Passage given
- - -

SYMBOL_NAME:  ReFS!SmsAllocationRegionEx::AdjustNonCompactibleAllocated+20

MODULE_NAME: ReFS

IMAGE_NAME:  ReFS.SYS

IMAGE_VERSION:  10.0.20348.1
Did you find out anything more?
Some update: our server crashed every hour but it stayed online long enough to copy stuff. I emptied one of the spaces (each is 27TB and about 90% full) and recreated it from scratch (again formatted the single disk on it with REFS). I then took the disk in the other space offline - sure enough the crashes stopped.

I then took it online again to copy files - crashes started again but after it was only 80% full it stopped and now it's copying for 12 hours without crashing.

When empty I will recreate the storage space.

The only sense I got from all of this is that the error is more likely to occur with more full storage space and (maybe) that reformating might help. Both of the original spaces had been created under Windows Server 2016 - I don't know how Windows upgrades the REFS version and whether this upgrade is as thorough as when you reformat from scratch under Server 2022.

pesos
Expert
Posts: 142
Liked: 10 times
Joined: Nov 12, 2014 9:40 am
Full Name: John Johnson
Contact:

Re: Windows Server 2022 ReFS megathread

Post by pesos »

Subscribe.

I have yet to upgrade any of our major servers, however I did stand up a couple of new standalone 2022 hyper-v hosts and set up very basic community b&r setups to back up a couple of VMs each to a usb drive with refs. No issues with that. I do find it super annoying that MS autoupgrades refs volumes with no warning (bit me at home when I tested out win11).

m.novelli
Veeam ProPartner
Posts: 401
Liked: 44 times
Joined: Dec 29, 2009 12:48 pm
Full Name: Marco Novelli
Location: Asti - Italy
Contact:

Re: Windows Server 2022 ReFS megathread

Post by m.novelli »

Subscribe the thread

ChrisRoad
Service Provider
Posts: 20
Liked: 4 times
Joined: Oct 19, 2010 8:24 am
Full Name: Christoph Roethlisberger
Contact:

Re: Windows Server 2022 ReFS megathread

Post by ChrisRoad » 1 person likes this post

@gostev: our Microsoft support case number is 121091024003588

And to a point that @markusmobius mentioned:
Both our volumes may have been created originally on Windows Server 2016 as well.
Unfortunately I cannot say that for sure, as we did not keep track of when this server was upgraded from 2016 to 2019 and when these volumes were created. (or maybe reformatted)

Gostev
SVP, Product Management
Posts: 29368
Liked: 5486 times
Joined: Jan 01, 2006 1:01 am
Location: Baar, Switzerland
Contact:

Re: Windows Server 2022 ReFS megathread

Post by Gostev » 3 people like this post

We're not seeing this issue in our own labs which are clean installs, so there's a good chance it has to deal with upgrading existing ReFS volumes.

Andrew@MSFT
Technology Partner
Posts: 15
Liked: 31 times
Joined: Nov 19, 2019 5:31 pm
Full Name: Andrew Hansen
Contact:

Re: Windows Server 2022 ReFS megathread

Post by Andrew@MSFT » 5 people like this post

Gostev correct -it has to do with upgrading installs. We have already have a fix and working on a release timeline. In the meantime, we recommend to please hold off on upgrading systems. I'll post back soon with more information.

- - -

Provided information

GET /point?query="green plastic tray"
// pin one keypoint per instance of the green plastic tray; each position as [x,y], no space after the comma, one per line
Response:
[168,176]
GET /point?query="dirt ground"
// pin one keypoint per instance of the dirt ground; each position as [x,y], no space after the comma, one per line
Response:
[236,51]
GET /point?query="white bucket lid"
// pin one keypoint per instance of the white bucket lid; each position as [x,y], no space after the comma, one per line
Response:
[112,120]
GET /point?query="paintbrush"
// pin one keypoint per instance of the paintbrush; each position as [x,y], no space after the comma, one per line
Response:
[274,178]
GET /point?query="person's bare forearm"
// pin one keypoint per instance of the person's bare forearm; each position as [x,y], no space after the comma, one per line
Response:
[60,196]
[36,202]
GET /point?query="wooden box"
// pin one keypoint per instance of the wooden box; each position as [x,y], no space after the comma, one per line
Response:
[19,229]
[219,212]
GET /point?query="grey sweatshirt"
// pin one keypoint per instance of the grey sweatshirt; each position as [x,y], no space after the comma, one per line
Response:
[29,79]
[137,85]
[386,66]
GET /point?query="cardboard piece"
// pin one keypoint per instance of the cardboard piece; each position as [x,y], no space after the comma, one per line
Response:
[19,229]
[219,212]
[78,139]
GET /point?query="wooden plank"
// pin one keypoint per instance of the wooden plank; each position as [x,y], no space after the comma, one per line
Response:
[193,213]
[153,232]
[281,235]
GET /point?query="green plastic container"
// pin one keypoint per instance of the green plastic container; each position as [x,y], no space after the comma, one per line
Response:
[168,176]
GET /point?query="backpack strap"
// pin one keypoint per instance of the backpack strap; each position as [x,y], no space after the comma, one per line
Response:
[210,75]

- - -

Problems and tasks
• a. Quote the ReFS thread from "The only sense" to "under Server 2022.".
• b. In the ReFS thread, what does Andrew@MSFT recommend doing while the fix is being prepared for release?

Responses in order
• a.
The only sense I got from all of this is that the error is more likely to occur with more full storage space and (maybe) that reformating might help. Both of the original spaces had been created under Windows Server 2016 - I don't know how Windows upgrades the REFS version and whether this upgrade is as thorough as when you reformat from scratch under Server 2022.

• b. He recommends holding off on upgrading systems.